◆ **Что нужно сделать**
- a) Повторите слово в слово фрагмент из отрывка о собрании Честертоновского клуба, который начинается со слов «Потом (или раньше?)» и заканчивается словами «клуба — о чем говорили).».
- b) Перескажите короче, в виде списка, абзац из отрывка о собрании Честертоновского клуба, начинающийся словами «Где-то посередине собрания». Сохраните главные факты.

◆ **Отрывок текста**
◆ ◆ ◆ ◆

Первым пришел г-н Никита Феликсович Алексеев и рассказал мне про своего военного дедушку. Потом пришел г-н Владимир Андреевич Успенский и посидел на кухне с П. П. и г-жой Ольгой Неве. Следующим был г-н Яков Гаврилович Кротов, который принес еще корзиночку киви, сок и воду. Тут все сели к столу и начали говорить. Был тост за Честертона, а потом все просто так говорили и много хихикали. П. П., опираясь на личностные особенности уже вступивших в Честертоновский клуб господ, рассказал о трех признаках члена Ч. клуба. Это:

Член Ч. клуба либо пишет, либо проповедует, а иногда делает и то и то сразу;
Член Ч. клуба похож на персонажа Г. К. Ч.;
Член Ч.клуба несерьезно относится к себе и своему творчеству.

Насчет последнего пункта у меня, секретаря, возникли небольшие сомнения, ведь вряд ли кто-нибудь из умных, пишущих и всячески приятных господ признается в том, что серьезно относится к своему творчеству. На то они и умны, чтобы это скрывать (еще хотелось бы, чтобы член Ч. клуба был похож на положительного персонажа Г. К. Ч., потому что именно у этого автора куча персонажей, которые или творческие, или даже проповедники, но очень серьезно относятся к себе. И маленький патер Браун говорит им: «Я. я, я, что за дикое слово…»).

Потом (или раньше?) г-н Яков Гаврилович Кротов рассказал, что делает на радио передачу о сатанистах. Это я помню, но о чем говорили потом — уже не помню (опросить отдельно всех членов клуба — о чем говорили).

Где-то посередине собрания П. П. сделал сообщение о Честертоне и Чечне (запись прилагается). Г-жа Ольга Неве ушла, пришел г-н Евгений Гросман и рассказал о том, как он тут устраивается на работу. Опять много говорили, но звонил телефон и приходилось убегать на кухню. Звонили: два вампира, один — особо опасный для П. П., две подруги, кто-то с работы, буду ли я на вечере в честь восстановления независимости Литвы (11 марта 1990 года), конечно, не буду. Еще к дочери — Лизе пришло пять юношей и пропало в другом куске квартиры. Им тоже выдали кивей.

◆ ◆ ◆ ◆

◆ **Исходные записи**
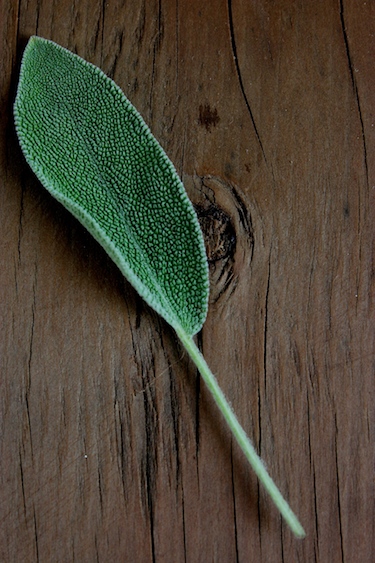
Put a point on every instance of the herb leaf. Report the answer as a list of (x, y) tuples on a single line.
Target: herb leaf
[(92, 150)]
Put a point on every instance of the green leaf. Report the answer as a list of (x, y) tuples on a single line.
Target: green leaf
[(92, 150)]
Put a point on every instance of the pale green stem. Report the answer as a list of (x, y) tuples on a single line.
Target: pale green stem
[(240, 435)]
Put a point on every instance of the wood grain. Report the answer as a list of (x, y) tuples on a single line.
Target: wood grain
[(111, 448)]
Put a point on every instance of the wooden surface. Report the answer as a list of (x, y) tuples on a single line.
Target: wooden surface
[(111, 448)]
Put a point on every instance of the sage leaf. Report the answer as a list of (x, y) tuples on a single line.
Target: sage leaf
[(93, 152)]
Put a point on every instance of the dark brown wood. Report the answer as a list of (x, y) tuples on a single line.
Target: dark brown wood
[(111, 448)]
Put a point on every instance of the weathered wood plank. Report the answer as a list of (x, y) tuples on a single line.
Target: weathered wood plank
[(110, 447)]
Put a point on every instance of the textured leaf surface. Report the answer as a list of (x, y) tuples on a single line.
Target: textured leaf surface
[(92, 150)]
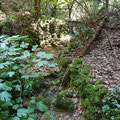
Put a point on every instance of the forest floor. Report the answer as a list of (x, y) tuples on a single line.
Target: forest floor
[(104, 64), (104, 61)]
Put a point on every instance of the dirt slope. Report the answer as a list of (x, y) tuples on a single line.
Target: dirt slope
[(105, 63)]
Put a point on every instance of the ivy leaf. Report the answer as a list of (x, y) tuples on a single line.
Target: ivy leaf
[(42, 107), (34, 75), (1, 66), (5, 96), (53, 118), (24, 45), (25, 76), (52, 64), (15, 107), (16, 118), (15, 67), (19, 100), (41, 63), (22, 112), (30, 119), (34, 47), (11, 74), (30, 110), (5, 87), (105, 107)]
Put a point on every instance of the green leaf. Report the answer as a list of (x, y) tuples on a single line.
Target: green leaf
[(5, 87), (1, 66), (44, 55), (30, 110), (15, 67), (53, 118), (25, 76), (5, 96), (15, 107), (52, 64), (22, 112), (30, 119), (24, 45), (42, 107), (19, 100), (41, 63), (34, 47), (11, 74), (16, 118), (34, 75)]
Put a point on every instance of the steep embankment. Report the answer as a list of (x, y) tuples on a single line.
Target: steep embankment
[(105, 62)]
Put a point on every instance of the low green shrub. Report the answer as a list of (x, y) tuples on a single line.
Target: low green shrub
[(16, 78), (64, 103), (90, 93), (111, 105)]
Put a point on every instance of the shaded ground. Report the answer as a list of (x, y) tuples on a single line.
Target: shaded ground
[(105, 63)]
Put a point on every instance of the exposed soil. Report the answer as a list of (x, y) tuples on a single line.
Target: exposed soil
[(104, 61)]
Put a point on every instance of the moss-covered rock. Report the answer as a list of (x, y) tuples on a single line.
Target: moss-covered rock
[(64, 62), (64, 104), (39, 83)]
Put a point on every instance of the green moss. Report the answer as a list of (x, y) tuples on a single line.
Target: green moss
[(43, 99), (66, 93), (64, 104), (90, 93), (64, 62)]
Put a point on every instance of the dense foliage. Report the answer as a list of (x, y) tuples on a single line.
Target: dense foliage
[(17, 80)]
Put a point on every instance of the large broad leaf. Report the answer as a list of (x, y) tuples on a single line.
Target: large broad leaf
[(41, 63), (10, 74), (4, 87), (25, 76), (34, 75), (52, 64), (24, 45), (34, 47), (44, 55), (5, 96), (42, 107), (30, 110), (22, 112)]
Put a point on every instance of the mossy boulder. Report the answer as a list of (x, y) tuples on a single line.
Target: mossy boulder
[(64, 104), (64, 62), (39, 83)]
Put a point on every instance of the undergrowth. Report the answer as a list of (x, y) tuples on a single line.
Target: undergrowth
[(17, 81), (94, 102)]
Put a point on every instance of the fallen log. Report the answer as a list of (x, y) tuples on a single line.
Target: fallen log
[(94, 37)]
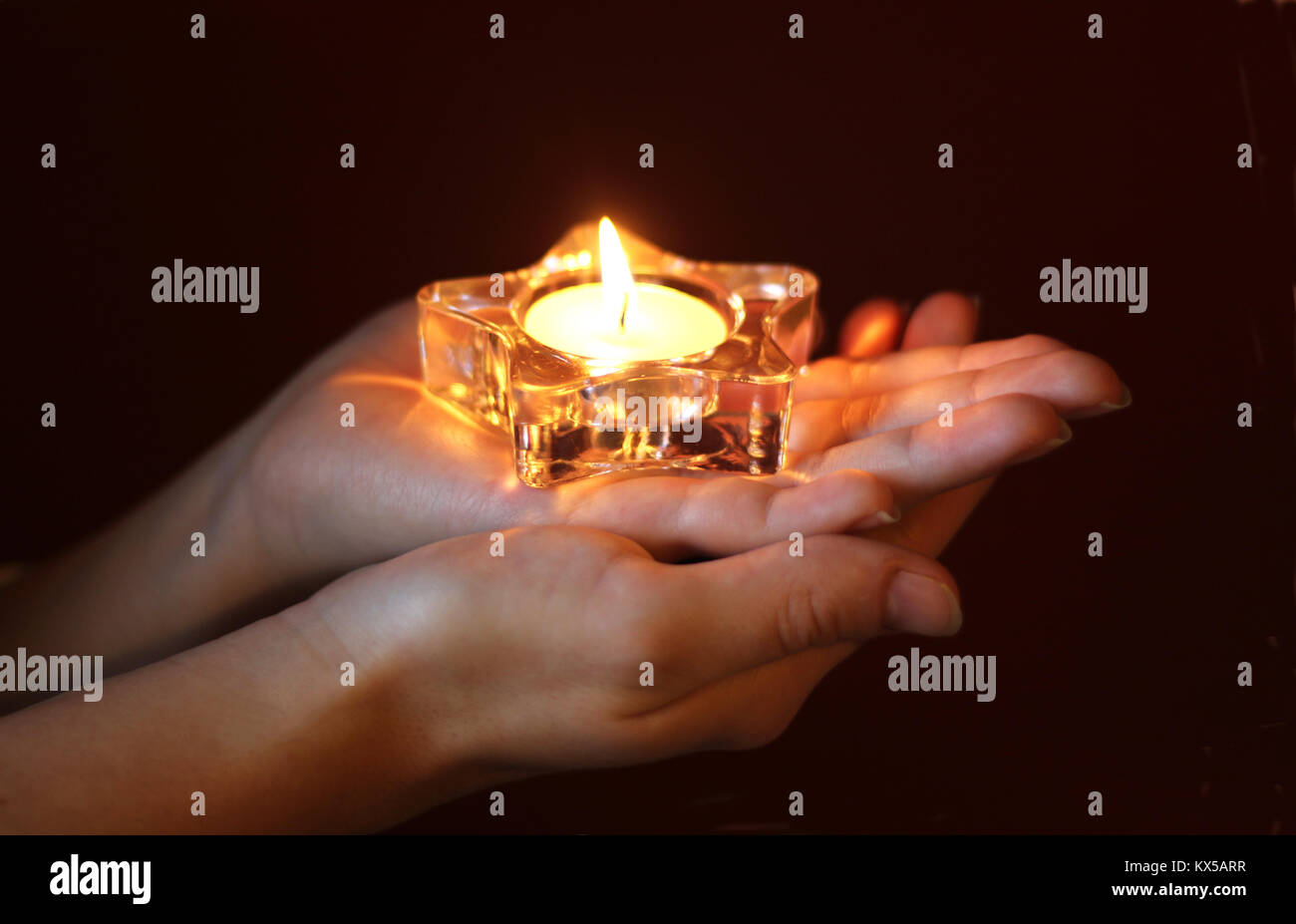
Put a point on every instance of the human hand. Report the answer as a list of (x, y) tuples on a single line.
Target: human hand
[(532, 661), (414, 469)]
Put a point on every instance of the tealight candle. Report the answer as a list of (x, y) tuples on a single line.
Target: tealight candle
[(682, 364), (622, 320)]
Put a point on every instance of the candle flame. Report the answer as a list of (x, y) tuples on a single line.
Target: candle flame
[(618, 284)]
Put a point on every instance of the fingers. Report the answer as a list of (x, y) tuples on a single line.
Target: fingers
[(838, 377), (743, 711), (679, 517), (737, 613), (944, 319), (869, 329), (929, 526), (1076, 384), (919, 462)]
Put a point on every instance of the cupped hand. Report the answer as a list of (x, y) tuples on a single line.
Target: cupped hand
[(415, 469), (565, 647)]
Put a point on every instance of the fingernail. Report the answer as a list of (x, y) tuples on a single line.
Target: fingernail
[(919, 604), (1124, 401), (879, 518)]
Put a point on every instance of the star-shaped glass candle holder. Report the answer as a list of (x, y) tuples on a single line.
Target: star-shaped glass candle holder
[(603, 358)]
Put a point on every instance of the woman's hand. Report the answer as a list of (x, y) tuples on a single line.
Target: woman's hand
[(573, 648), (293, 499)]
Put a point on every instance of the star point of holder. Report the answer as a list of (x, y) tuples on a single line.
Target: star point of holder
[(575, 416)]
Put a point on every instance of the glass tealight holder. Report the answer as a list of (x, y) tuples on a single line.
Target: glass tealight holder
[(573, 416)]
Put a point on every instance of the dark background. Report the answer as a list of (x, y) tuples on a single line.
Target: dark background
[(1116, 674)]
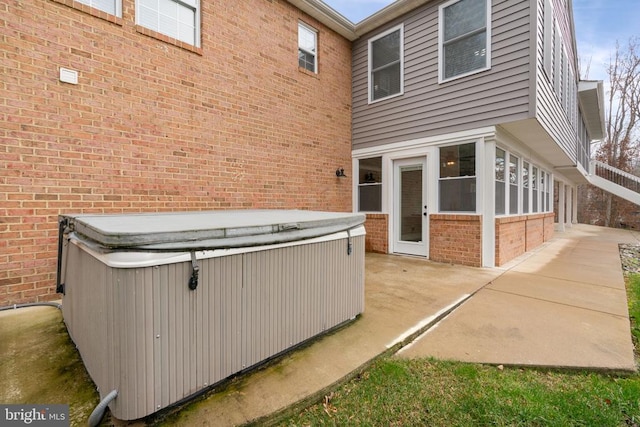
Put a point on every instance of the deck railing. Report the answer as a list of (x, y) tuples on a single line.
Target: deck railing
[(615, 175)]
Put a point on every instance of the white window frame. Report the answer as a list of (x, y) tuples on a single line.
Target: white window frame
[(191, 4), (442, 179), (441, 78), (117, 6), (302, 25), (399, 28), (360, 185)]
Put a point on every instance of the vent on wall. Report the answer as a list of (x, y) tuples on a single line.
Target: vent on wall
[(68, 76)]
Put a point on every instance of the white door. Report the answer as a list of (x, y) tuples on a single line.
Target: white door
[(411, 219)]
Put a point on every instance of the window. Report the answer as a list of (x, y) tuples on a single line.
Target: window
[(500, 181), (464, 37), (546, 188), (178, 19), (307, 48), (112, 7), (514, 176), (525, 187), (386, 65), (458, 178), (534, 190), (370, 185)]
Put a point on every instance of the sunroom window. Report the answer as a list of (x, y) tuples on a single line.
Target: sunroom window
[(525, 187), (464, 37), (385, 65), (457, 183), (534, 189), (370, 185), (514, 180), (500, 181)]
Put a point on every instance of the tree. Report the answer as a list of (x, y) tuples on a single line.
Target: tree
[(621, 145)]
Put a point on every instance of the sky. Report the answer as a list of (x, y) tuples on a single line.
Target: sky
[(599, 24)]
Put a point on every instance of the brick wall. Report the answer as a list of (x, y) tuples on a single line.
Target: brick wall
[(377, 226), (456, 239), (516, 235), (549, 226), (535, 231), (511, 238), (155, 125)]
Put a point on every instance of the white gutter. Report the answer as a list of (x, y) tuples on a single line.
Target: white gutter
[(329, 17), (347, 29), (388, 14)]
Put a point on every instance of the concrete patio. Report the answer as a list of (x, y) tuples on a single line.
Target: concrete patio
[(562, 305)]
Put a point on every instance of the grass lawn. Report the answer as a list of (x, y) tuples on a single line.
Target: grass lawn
[(394, 392)]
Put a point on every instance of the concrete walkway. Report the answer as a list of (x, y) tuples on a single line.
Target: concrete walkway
[(562, 305)]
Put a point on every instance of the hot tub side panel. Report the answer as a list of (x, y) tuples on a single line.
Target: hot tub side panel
[(160, 342)]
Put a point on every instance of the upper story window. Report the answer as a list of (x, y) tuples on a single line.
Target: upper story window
[(386, 65), (179, 19), (465, 34), (112, 7), (307, 48)]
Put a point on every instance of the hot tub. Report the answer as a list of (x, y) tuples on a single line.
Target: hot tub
[(163, 306)]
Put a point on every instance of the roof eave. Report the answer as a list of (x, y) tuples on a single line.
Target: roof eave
[(388, 14), (591, 99), (329, 17)]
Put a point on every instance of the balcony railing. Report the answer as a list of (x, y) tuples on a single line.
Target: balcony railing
[(614, 175)]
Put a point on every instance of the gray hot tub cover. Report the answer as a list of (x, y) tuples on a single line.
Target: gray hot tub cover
[(204, 230)]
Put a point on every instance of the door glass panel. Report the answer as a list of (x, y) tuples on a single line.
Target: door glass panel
[(411, 203)]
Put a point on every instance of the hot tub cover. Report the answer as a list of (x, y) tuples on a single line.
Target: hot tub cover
[(206, 229)]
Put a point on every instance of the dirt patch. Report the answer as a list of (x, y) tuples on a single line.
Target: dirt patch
[(40, 364)]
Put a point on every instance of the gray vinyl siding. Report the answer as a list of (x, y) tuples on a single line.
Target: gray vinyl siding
[(549, 110), (142, 332), (427, 108)]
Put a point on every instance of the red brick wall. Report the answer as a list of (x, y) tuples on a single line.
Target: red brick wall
[(535, 231), (510, 238), (456, 239), (377, 240), (156, 126), (516, 235), (549, 226)]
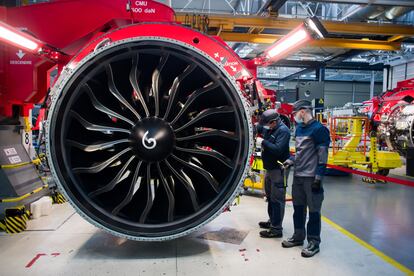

◆ ◆ ◆ ◆

◆ **Ответы по заданиям**
- a)
Потом (или раньше?) г-н Яков Гаврилович Кротов рассказал, что делает на радио передачу о сатанистах. Это я помню, но о чем говорили потом — уже не помню (опросить отдельно всех членов клуба — о чем говорили).

- b)
- В середине собрания П. П. сделал сообщение о Честертоне и Чечне (запись прилагается).
- Ольга Неве ушла. Пришел Евгений Гросман и рассказал, как устраивается здесь на работу.
- Разговоры прерывались телефонными звонками. Звонили два вампира (один из них особо опасен для П. П.), две подруги и кто-то с работы. Спрашивали и о вечере в честь восстановления независимости Литвы (11 марта 1990 года). Ответ: на вечере не будет.
- К дочери Лизе пришли пять юношей и скрылись в другой части квартиры. Им тоже дали киви.